##### Data shown #####

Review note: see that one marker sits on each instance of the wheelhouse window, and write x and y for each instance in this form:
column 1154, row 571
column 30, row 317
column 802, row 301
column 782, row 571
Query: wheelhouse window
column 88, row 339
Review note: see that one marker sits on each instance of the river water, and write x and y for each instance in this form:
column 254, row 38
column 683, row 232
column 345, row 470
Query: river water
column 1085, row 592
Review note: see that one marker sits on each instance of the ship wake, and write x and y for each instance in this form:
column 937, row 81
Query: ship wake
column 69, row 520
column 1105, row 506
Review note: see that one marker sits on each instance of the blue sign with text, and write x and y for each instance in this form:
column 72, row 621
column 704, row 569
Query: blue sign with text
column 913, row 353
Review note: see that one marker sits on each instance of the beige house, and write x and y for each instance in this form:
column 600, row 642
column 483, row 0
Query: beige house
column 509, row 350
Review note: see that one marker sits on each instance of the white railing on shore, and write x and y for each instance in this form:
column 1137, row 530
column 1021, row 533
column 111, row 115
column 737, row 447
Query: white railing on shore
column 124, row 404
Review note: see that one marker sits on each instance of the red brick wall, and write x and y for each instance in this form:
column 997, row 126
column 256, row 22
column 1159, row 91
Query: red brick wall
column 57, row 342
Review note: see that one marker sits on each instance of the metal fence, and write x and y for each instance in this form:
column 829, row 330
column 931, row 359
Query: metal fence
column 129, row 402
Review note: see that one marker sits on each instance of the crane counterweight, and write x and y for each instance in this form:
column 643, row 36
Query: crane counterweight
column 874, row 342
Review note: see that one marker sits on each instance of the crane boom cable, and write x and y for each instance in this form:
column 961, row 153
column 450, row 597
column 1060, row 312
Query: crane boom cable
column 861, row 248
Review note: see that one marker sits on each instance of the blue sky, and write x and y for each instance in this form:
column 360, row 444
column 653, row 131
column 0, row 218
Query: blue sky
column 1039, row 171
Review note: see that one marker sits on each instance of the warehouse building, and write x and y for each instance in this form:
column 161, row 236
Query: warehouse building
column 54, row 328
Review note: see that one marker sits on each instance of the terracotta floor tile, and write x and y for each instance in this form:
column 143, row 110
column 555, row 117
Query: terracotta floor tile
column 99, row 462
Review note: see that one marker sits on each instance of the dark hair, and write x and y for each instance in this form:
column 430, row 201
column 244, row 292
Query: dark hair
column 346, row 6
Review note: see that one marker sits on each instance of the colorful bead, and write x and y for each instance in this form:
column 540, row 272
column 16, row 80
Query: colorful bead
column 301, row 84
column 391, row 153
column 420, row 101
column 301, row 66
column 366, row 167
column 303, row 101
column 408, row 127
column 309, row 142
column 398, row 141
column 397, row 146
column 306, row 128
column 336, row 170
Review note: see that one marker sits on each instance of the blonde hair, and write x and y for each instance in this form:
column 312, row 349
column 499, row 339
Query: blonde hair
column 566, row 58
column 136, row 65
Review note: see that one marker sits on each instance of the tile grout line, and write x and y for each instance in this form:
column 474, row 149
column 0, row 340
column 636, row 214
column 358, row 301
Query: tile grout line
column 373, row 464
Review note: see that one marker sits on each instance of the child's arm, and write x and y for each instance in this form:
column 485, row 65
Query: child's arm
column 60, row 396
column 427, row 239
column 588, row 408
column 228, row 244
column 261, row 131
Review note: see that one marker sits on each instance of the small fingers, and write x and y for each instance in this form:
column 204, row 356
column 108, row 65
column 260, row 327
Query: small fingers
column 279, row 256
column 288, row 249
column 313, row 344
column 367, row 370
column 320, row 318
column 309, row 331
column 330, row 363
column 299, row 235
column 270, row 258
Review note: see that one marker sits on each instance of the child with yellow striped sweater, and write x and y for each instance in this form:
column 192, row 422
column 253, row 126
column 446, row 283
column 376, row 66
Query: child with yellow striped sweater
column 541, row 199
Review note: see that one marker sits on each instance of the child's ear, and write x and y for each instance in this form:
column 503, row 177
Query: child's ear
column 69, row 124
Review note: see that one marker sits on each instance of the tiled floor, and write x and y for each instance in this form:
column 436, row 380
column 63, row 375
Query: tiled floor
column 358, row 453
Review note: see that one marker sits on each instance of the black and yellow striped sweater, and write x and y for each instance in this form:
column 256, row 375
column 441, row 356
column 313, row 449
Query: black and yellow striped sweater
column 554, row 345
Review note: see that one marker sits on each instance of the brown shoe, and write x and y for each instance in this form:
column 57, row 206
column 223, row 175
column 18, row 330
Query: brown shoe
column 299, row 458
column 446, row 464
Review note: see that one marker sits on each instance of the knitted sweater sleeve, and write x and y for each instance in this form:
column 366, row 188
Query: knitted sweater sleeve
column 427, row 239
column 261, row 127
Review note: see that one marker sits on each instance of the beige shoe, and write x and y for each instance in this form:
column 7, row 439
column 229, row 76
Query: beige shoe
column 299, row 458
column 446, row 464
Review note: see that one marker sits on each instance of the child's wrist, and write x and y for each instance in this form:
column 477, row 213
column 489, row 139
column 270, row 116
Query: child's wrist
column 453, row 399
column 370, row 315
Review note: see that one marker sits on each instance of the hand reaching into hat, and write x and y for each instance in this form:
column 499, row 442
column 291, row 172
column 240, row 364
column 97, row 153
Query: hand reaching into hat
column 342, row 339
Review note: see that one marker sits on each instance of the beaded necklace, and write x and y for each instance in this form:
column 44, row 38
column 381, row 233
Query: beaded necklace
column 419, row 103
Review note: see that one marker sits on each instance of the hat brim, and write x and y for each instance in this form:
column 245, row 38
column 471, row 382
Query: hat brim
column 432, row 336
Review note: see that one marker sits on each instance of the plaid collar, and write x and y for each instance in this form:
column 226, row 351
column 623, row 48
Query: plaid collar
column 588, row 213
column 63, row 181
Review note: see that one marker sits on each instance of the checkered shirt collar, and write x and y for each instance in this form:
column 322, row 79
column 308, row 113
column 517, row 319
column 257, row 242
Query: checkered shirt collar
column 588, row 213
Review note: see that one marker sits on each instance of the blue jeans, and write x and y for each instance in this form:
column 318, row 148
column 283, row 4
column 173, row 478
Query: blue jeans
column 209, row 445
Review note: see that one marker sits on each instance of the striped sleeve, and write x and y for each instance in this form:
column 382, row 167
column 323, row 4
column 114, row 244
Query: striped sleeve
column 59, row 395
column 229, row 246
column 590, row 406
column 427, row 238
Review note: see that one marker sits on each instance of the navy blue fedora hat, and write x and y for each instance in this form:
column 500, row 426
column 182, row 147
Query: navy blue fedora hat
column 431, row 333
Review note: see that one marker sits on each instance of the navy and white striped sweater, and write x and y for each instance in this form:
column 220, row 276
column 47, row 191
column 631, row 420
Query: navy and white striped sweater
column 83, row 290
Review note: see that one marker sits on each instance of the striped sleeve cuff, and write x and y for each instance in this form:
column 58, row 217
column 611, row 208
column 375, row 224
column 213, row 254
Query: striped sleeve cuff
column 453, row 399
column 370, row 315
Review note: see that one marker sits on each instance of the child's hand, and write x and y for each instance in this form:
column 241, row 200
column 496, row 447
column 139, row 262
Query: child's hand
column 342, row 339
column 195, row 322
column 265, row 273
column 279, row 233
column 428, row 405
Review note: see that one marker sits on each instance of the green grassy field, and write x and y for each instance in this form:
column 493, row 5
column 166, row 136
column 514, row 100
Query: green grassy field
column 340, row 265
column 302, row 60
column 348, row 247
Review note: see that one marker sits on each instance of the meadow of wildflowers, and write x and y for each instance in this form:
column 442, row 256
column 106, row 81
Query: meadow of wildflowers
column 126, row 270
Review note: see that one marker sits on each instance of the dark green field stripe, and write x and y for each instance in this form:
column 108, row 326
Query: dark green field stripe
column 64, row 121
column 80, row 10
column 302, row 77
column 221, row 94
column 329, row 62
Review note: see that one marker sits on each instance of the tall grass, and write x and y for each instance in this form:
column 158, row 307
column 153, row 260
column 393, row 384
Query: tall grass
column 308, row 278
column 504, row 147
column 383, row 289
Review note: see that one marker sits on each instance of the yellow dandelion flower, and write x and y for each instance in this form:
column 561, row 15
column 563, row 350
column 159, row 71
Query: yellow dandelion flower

#####

Exercise aim →
For this task, write out exactly the lines of the entries above, starting at the line with "Query: small fingers" and ending at the line with "of the black", both included, and no others.

Output for this exercise →
Query: small fingers
column 279, row 256
column 288, row 249
column 313, row 344
column 367, row 370
column 320, row 318
column 309, row 331
column 330, row 363
column 299, row 235
column 270, row 258
Review note: see that one marker sits on each instance of the child with yellow striped sweater, and write x and y for each instance in this form:
column 192, row 422
column 253, row 126
column 446, row 283
column 376, row 66
Query: child with yellow striped sweater
column 541, row 199
Review note: see that one marker sits on each instance of the child's ear, and write x and y for each instance in this form:
column 503, row 177
Query: child's ear
column 69, row 124
Review note: see that one marker sits on each instance of the tiled floor, and write x and y for each instance in this form:
column 436, row 380
column 63, row 375
Query: tiled floor
column 358, row 453
Review note: see that one marker sits on each instance of the black and yellow striped sweater, and write x and y for each instance in this form:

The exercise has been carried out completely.